Part of a data file
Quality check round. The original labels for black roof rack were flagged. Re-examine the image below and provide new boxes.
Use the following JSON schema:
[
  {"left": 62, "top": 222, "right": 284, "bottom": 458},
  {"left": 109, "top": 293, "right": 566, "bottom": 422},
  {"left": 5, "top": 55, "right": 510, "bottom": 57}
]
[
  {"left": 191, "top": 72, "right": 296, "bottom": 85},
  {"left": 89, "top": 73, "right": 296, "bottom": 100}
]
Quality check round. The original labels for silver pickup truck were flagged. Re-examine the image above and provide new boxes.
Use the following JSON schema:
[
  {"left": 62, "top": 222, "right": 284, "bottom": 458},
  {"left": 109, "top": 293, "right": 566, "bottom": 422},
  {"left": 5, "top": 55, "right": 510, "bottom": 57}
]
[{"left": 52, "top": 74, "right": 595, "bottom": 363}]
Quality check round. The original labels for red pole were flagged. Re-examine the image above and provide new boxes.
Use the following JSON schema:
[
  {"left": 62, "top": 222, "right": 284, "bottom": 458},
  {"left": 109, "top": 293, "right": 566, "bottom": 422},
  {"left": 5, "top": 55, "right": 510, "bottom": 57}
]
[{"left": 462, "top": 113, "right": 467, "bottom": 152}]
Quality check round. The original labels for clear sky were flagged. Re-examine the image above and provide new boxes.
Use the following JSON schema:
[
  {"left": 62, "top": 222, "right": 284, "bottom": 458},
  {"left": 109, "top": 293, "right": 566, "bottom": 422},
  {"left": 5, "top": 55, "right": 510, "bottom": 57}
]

# THE EXERCISE
Which lines in the rows above contain the word "check"? Copy every one of them in full.

# TASK SOLUTION
Quality check round. The original labels for black roof rack were flagged. Re-examine the image below and provide new boxes.
Quality check round. The original labels for silver pickup truck were flagged. Re-examine the image above and provide new boxes.
Quality check round. The original labels for red pole were flagged. Re-examine the image above and provide new boxes.
Quality check round. The original labels for clear sky were flagged. Re-examine the image above and provide new boxes.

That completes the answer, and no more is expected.